*Required action*
Pull out every line below containing the word "bridge".

*Dataset entries*
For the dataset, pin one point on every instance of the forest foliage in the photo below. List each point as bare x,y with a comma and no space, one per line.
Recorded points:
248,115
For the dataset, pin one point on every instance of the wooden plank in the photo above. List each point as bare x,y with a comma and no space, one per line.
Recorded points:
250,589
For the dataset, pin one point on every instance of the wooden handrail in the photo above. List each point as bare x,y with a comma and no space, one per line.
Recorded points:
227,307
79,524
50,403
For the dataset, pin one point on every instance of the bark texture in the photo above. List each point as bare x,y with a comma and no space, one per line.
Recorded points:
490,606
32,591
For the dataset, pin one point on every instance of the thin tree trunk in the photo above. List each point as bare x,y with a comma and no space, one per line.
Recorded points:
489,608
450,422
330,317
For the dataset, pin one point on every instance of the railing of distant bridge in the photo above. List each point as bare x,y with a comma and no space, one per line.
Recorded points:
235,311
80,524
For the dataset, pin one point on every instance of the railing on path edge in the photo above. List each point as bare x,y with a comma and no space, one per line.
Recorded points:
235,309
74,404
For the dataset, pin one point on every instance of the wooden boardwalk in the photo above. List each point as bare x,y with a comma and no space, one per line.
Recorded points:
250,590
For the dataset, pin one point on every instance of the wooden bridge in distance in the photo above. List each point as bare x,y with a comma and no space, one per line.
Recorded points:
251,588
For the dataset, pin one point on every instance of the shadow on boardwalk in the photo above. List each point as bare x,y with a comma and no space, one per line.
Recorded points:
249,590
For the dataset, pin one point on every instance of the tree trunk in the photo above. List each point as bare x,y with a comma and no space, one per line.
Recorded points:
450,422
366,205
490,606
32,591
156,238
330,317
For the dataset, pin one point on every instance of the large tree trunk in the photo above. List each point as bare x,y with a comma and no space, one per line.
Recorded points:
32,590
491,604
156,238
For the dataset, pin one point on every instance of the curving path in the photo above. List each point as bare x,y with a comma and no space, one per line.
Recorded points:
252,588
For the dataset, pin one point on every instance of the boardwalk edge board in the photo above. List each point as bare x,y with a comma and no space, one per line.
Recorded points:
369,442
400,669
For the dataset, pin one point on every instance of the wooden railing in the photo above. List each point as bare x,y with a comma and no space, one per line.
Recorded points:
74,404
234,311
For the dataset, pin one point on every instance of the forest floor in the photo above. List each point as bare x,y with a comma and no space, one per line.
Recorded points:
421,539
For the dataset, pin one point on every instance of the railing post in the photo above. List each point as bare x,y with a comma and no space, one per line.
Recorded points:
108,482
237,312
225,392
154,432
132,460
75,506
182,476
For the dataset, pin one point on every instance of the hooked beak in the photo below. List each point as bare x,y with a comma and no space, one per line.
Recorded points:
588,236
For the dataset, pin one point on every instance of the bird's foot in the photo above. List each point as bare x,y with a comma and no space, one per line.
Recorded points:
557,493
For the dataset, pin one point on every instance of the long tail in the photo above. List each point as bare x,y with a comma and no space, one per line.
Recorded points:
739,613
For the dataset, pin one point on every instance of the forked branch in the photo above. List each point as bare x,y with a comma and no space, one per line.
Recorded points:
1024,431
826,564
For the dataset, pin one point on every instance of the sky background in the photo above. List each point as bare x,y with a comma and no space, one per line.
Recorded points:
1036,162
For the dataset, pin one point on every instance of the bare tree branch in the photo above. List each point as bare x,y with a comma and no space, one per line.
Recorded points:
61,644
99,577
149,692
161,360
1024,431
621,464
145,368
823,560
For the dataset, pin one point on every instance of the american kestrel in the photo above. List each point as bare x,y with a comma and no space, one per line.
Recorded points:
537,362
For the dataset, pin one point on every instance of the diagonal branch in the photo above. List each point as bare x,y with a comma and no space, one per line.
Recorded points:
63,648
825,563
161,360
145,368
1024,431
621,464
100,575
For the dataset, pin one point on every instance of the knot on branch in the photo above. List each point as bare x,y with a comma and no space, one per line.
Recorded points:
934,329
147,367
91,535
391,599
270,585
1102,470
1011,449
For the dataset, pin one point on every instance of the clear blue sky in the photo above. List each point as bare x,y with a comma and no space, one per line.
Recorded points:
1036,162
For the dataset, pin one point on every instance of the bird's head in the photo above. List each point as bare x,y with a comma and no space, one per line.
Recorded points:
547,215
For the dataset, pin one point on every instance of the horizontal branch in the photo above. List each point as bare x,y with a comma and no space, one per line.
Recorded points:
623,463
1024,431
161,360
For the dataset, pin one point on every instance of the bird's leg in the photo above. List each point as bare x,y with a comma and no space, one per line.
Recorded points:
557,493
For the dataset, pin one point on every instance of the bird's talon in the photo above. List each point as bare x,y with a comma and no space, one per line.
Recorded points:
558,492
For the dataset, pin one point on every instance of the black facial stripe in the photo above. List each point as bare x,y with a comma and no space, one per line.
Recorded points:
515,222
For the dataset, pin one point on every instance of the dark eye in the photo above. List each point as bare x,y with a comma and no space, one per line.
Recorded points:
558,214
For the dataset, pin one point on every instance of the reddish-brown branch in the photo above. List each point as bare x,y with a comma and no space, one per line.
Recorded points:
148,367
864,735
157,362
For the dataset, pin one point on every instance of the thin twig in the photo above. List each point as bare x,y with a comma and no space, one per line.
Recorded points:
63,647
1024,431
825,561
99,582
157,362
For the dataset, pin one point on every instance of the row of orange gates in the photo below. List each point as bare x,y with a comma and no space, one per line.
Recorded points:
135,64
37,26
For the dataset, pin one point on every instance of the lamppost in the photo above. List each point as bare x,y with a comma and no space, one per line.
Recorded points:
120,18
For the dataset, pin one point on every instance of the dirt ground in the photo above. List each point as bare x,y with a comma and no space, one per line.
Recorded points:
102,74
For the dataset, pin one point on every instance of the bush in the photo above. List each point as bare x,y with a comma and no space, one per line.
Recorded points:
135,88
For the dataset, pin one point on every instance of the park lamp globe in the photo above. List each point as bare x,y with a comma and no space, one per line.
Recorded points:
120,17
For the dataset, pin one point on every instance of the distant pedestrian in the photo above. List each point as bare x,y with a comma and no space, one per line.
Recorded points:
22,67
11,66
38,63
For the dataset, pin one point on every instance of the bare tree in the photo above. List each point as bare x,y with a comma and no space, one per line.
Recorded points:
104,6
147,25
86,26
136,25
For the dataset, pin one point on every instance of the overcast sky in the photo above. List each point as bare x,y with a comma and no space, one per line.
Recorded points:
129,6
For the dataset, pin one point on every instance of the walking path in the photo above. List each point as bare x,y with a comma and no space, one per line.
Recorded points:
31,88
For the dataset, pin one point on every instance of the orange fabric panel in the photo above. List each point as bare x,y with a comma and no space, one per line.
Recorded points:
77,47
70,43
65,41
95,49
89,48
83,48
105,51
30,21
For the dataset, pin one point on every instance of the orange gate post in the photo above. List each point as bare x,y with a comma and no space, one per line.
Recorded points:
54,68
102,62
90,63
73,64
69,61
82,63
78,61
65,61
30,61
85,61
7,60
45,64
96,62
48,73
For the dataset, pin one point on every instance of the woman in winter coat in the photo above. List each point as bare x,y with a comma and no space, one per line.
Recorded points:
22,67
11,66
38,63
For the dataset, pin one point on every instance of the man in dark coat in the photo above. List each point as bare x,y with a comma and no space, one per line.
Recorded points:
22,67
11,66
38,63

*Written answer*
For the dataset, pin one point on every instance of the railing of distant bridge in the photo above. List each point as bare x,y with a comma and no space, one per line.
For the dataset, pin one point on every instance of the wooden bridge in distance in the photo above. List each point as bare x,y with a comma and no space, one per line.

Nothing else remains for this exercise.